## What is needed
From the rows below, extract the lines starting with the line that contains "[locate] grassy field" and going on through the final line of the rows. Reproduce them word for word.

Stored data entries
__________________________________________________
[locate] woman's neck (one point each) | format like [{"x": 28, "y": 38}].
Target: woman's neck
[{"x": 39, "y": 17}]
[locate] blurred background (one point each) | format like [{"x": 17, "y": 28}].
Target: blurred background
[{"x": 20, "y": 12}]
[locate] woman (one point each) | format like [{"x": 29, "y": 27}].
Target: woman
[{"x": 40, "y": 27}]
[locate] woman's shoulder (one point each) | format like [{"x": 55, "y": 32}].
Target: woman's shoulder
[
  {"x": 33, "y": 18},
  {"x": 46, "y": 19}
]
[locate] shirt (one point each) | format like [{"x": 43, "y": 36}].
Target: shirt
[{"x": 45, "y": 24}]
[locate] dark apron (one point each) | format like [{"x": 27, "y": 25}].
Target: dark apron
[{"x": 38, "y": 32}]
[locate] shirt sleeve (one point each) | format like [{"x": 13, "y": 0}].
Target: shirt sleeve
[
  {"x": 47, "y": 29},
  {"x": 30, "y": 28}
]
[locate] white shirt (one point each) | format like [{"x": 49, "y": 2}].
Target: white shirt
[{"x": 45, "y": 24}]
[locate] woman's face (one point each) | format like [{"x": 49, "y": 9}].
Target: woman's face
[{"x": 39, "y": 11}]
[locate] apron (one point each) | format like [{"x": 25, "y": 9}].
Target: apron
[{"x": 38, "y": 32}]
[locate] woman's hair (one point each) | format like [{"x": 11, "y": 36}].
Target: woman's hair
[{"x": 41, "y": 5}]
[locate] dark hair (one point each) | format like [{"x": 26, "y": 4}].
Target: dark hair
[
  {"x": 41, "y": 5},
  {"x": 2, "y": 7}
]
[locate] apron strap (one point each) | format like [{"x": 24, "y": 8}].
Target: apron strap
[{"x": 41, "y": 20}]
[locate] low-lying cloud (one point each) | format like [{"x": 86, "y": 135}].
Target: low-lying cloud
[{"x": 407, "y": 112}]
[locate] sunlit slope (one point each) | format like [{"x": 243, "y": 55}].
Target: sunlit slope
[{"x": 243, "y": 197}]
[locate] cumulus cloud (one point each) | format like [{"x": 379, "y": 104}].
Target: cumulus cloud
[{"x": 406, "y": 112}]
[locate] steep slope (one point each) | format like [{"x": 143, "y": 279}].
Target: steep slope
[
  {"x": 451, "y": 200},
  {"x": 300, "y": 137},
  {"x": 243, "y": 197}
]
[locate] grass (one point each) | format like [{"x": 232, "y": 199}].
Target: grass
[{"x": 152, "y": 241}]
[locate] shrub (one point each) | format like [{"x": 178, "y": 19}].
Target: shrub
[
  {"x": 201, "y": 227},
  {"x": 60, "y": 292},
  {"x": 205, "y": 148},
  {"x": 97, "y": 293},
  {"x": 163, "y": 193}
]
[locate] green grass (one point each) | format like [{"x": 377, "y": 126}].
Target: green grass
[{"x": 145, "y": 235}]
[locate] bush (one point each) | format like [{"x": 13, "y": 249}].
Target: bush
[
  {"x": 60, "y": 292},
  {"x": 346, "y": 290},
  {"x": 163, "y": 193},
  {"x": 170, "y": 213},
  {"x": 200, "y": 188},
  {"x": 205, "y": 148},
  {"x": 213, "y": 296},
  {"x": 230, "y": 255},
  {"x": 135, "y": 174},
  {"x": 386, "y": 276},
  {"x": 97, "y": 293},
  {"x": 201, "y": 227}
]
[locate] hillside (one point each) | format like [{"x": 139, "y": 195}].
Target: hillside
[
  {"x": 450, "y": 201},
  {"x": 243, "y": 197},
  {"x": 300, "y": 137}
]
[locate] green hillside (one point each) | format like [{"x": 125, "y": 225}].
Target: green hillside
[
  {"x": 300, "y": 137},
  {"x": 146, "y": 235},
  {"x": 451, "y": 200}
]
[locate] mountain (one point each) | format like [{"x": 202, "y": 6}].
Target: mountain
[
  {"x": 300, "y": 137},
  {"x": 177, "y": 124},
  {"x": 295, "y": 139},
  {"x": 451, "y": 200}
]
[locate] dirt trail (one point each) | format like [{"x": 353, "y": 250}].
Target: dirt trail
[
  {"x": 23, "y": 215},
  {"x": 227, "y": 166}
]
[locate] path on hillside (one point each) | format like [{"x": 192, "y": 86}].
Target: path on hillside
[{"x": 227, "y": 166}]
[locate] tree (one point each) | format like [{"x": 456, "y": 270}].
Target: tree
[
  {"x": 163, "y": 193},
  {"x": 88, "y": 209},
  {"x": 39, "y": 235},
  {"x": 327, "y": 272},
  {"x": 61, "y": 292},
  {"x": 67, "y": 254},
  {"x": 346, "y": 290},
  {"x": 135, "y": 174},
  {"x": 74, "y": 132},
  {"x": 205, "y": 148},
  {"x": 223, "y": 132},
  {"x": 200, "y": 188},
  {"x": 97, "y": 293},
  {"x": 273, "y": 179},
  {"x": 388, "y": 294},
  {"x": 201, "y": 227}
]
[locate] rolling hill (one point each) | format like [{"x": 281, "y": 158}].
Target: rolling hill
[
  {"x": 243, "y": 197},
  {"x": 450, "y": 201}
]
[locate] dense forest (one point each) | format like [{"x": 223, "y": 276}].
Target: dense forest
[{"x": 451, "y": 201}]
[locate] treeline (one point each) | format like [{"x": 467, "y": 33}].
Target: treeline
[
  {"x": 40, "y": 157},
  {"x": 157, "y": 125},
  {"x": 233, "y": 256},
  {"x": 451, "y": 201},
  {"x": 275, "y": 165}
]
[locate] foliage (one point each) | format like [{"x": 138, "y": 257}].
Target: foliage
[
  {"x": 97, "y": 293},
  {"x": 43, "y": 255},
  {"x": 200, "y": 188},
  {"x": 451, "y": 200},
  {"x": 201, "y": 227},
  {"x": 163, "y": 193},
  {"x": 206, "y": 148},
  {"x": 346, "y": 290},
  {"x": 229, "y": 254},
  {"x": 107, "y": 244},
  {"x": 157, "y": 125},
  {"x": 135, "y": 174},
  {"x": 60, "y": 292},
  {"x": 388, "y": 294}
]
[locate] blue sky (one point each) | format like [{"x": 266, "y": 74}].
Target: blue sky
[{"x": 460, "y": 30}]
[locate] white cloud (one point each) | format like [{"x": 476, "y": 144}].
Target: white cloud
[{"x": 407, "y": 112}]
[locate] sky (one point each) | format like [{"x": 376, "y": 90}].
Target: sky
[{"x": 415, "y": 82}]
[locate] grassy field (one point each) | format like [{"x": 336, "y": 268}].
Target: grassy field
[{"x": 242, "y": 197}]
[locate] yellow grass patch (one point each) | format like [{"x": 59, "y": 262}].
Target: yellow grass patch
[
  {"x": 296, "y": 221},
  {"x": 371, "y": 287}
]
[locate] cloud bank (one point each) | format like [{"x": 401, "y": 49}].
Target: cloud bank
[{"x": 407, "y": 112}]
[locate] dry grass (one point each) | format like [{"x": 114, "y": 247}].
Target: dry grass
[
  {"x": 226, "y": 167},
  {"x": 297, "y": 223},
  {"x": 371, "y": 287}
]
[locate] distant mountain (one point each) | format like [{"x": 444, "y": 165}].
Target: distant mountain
__________________________________________________
## Reply to the task
[locate] grassy field (one point each) | format like [{"x": 336, "y": 268}].
Target: grassy field
[{"x": 242, "y": 197}]
[locate] yellow grass patch (one point each) | format like [{"x": 59, "y": 262}].
Target: yellow grass patch
[
  {"x": 296, "y": 221},
  {"x": 371, "y": 287}
]
[locate] cloud bank (one point each) | format like [{"x": 401, "y": 49}].
Target: cloud bank
[{"x": 407, "y": 112}]
[locate] dry grass (one point each) | format like [{"x": 114, "y": 247}].
Target: dry grass
[
  {"x": 226, "y": 167},
  {"x": 297, "y": 223},
  {"x": 371, "y": 287}
]
[locate] distant mountain (one point each) | format like [{"x": 444, "y": 165}].
Target: distant mountain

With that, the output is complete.